> [Try it]:
Somewhere below is a line with "Question. Locate the horse's head" and, later, a line with "Question. Locate the horse's mane"; repeat those two lines and all the lines between them, exactly as they are.

Items from a dataset:
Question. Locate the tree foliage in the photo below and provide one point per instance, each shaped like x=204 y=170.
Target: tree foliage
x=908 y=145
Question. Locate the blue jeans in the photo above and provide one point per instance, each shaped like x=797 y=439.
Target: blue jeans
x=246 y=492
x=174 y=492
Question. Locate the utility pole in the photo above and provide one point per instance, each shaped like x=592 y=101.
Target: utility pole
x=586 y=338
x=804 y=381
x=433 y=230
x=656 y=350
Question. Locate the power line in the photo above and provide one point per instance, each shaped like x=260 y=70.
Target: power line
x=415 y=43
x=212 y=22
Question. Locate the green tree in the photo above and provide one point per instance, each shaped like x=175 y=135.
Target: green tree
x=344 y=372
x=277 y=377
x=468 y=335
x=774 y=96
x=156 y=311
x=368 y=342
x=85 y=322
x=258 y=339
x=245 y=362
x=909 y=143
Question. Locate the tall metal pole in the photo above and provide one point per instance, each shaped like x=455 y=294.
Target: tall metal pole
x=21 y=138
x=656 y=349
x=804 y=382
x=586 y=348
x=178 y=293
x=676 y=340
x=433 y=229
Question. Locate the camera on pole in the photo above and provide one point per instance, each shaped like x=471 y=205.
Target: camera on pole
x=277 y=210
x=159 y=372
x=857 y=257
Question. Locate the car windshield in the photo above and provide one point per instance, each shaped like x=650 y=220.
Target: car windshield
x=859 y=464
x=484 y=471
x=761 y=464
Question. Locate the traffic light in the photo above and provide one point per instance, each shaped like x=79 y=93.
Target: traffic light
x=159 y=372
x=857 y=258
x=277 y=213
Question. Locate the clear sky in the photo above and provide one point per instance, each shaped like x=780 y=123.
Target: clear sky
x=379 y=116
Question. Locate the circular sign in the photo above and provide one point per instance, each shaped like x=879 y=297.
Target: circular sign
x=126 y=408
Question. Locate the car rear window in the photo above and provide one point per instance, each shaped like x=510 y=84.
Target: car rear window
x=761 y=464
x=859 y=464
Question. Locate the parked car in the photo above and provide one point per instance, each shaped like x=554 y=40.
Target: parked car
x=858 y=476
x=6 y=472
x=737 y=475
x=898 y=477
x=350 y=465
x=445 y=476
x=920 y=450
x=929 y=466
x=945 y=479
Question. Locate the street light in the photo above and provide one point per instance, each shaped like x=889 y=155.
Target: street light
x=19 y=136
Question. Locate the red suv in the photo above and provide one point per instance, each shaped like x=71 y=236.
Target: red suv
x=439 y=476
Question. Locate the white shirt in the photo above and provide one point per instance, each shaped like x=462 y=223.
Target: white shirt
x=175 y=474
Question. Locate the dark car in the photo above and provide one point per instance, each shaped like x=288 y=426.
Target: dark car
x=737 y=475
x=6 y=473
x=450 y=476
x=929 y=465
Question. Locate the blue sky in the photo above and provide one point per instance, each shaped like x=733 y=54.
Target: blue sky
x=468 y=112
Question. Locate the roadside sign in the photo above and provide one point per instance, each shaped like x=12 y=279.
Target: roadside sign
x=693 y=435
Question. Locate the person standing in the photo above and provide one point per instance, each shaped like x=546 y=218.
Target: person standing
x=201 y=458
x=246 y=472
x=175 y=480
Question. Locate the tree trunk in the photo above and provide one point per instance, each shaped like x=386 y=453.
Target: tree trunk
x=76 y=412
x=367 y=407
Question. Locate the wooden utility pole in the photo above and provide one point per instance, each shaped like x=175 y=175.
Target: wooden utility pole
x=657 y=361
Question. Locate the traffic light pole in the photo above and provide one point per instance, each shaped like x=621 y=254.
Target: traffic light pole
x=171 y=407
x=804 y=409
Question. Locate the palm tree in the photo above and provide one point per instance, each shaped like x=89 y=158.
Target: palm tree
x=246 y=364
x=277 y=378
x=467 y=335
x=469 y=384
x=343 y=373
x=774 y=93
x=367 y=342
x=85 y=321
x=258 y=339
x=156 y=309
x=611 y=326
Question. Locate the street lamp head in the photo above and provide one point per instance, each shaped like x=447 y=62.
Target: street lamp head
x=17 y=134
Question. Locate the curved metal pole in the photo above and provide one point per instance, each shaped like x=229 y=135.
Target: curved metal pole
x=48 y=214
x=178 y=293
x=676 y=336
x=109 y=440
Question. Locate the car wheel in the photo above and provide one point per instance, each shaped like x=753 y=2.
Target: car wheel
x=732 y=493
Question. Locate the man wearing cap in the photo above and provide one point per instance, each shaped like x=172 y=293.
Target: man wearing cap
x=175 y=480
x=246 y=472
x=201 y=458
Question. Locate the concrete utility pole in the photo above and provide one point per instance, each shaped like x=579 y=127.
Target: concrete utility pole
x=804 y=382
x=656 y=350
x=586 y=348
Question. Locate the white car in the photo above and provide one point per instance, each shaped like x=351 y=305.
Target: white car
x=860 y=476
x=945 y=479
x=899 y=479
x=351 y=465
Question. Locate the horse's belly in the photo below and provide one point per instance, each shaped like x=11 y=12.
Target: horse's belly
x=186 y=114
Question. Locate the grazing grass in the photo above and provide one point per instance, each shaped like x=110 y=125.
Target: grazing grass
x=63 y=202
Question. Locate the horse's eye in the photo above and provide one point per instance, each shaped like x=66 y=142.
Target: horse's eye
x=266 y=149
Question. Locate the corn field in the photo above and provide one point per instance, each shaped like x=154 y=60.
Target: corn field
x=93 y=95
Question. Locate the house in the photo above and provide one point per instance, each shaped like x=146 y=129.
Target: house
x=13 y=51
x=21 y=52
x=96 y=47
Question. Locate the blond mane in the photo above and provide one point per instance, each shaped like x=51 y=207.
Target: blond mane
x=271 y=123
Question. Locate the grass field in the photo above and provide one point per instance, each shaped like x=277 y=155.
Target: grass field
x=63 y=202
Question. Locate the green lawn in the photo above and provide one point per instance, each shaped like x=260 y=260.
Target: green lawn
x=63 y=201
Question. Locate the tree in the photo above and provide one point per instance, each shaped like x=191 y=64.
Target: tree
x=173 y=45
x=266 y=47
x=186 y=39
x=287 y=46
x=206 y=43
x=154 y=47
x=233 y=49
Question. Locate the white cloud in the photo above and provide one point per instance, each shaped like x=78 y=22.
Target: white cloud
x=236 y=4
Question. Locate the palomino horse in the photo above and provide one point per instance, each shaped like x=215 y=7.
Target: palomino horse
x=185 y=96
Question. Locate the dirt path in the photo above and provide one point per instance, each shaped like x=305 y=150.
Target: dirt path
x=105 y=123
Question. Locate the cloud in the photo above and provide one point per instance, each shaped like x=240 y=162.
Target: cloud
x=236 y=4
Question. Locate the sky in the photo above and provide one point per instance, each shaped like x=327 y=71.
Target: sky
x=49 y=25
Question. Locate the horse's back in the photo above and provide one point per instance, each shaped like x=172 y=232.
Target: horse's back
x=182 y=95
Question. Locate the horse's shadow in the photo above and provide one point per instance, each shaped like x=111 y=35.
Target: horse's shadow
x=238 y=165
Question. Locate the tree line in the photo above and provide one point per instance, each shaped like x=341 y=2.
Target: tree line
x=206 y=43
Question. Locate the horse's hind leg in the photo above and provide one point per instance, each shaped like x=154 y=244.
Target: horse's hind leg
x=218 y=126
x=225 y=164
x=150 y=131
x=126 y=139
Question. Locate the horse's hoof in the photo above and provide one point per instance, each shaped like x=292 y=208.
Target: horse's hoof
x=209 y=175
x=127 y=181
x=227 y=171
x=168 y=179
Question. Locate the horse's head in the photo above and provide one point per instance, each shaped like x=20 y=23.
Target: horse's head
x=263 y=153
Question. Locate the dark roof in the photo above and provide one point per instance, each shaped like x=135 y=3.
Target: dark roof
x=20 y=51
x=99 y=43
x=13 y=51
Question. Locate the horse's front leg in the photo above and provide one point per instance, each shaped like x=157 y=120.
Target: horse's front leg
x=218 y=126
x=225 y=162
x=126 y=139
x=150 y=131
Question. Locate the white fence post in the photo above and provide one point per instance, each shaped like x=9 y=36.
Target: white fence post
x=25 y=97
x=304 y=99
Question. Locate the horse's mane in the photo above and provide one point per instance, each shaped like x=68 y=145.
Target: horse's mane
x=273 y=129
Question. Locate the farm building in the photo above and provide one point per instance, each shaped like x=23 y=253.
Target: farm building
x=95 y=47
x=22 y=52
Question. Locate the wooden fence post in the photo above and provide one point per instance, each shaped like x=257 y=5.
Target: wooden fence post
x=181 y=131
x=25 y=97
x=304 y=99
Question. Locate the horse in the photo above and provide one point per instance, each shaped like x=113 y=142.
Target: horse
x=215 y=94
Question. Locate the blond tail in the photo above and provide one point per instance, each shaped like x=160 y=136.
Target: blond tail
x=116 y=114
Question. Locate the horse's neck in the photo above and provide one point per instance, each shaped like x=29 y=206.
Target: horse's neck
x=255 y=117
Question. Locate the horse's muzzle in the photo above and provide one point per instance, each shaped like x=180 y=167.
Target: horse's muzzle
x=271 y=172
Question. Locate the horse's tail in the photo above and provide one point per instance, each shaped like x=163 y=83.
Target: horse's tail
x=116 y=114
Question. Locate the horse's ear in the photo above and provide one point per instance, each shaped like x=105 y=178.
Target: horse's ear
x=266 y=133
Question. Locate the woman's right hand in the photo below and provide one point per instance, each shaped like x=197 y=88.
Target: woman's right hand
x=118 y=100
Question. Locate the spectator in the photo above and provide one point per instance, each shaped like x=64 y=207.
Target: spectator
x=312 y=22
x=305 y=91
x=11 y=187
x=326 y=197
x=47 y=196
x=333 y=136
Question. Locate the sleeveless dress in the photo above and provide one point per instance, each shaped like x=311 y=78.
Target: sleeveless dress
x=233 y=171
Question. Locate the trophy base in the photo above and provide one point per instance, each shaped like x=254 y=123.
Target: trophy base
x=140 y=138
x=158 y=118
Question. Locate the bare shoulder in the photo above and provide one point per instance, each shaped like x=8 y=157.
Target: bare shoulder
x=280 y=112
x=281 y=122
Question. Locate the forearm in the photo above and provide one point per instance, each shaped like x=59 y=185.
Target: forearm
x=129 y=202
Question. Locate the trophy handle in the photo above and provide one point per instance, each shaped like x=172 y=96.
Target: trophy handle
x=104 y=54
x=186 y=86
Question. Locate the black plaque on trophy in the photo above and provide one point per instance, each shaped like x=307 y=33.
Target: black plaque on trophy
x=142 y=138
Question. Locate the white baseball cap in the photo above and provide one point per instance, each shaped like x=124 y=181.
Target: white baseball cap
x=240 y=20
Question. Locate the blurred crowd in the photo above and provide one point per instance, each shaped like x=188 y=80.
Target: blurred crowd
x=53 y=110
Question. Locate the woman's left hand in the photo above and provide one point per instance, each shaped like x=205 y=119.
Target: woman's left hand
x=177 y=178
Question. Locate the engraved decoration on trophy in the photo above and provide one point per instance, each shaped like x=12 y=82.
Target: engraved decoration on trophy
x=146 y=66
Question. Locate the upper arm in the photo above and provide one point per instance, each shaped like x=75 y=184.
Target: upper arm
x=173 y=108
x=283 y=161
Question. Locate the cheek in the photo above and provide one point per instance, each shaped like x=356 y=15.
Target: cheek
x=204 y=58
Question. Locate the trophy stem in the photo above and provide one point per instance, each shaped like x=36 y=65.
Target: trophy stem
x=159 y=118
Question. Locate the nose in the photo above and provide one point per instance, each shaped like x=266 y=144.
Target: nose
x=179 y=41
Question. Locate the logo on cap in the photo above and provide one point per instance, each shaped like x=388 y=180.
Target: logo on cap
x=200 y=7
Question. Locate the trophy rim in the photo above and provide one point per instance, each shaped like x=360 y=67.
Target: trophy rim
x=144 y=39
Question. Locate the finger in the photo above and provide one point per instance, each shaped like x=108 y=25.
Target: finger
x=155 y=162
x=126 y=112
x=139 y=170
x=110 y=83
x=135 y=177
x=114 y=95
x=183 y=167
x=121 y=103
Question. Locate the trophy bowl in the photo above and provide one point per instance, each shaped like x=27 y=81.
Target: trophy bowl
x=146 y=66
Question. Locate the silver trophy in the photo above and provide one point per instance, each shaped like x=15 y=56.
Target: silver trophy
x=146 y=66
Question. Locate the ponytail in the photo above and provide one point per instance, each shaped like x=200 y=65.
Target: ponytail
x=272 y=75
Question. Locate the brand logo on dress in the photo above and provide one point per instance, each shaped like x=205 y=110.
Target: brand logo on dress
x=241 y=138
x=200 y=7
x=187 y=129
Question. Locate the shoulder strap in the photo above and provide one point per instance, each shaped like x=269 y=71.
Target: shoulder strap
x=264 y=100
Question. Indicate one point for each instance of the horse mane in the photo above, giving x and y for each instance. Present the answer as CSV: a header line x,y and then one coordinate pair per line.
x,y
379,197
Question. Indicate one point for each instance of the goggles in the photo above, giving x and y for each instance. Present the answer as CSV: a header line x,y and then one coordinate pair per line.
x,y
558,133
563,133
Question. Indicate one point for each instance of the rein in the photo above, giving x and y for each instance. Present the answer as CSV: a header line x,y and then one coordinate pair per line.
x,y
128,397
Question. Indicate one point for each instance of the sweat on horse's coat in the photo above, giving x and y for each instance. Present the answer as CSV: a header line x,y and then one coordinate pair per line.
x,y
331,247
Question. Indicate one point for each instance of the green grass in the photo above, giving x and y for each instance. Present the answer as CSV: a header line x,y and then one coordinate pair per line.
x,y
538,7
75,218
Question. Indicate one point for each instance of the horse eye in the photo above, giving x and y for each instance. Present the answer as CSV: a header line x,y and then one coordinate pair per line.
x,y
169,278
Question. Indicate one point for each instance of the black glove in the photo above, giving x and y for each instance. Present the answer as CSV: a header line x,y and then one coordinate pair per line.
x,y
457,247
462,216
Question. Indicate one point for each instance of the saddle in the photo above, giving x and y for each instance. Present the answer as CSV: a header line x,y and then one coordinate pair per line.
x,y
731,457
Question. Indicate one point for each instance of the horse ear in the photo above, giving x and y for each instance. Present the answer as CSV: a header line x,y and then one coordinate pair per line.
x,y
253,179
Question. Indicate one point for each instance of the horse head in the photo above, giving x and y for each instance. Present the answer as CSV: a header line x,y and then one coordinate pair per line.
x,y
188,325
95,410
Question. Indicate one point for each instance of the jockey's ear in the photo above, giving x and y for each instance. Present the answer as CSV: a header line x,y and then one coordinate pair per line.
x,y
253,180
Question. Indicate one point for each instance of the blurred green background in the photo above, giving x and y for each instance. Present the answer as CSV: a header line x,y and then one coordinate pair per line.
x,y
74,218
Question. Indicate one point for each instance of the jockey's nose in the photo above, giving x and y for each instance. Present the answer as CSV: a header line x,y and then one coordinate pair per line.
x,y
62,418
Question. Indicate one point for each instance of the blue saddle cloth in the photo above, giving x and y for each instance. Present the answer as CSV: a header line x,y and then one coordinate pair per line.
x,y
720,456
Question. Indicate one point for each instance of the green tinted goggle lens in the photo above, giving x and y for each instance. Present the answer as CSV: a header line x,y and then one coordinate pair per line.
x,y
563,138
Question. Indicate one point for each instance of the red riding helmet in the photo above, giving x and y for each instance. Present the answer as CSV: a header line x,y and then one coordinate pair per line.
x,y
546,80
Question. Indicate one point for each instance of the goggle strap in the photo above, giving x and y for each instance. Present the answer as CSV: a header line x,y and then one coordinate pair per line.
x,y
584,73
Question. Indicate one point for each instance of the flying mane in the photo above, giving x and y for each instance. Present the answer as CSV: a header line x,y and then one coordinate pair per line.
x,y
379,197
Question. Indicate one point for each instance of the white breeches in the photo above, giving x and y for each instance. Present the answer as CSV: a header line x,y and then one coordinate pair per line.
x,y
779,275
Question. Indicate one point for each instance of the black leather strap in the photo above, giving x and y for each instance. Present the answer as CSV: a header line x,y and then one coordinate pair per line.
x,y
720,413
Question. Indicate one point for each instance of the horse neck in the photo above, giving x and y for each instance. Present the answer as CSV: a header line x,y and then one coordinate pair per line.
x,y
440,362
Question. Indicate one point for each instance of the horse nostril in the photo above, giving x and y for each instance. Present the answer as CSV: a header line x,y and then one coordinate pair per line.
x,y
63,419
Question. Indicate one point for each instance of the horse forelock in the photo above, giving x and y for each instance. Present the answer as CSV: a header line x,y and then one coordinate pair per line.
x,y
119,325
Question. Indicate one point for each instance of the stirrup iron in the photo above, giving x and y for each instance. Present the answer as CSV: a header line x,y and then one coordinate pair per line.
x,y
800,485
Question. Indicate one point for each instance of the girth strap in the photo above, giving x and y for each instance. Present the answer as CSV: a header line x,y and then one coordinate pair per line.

> [Result of this task]:
Question. Locate the horse's head in the photo above and provide one point per instance, each shaped like x=20 y=23.
Target: horse's head
x=263 y=153
Question. Locate the dark roof in the photo above and provide one point per instance, each shaped like x=135 y=3.
Target: dark roof
x=20 y=51
x=99 y=43
x=13 y=51
Question. Locate the horse's front leg in the photo above and provide one point per instance, each shaped like x=157 y=120.
Target: horse's front leg
x=218 y=126
x=225 y=162
x=126 y=139
x=150 y=131
Question. Locate the white fence post in the photo above and provide one point per instance, each shaped like x=9 y=36.
Target: white fence post
x=25 y=97
x=304 y=99
Question. Locate the horse's mane in the photo above and provide one point per instance, each shaped like x=68 y=145.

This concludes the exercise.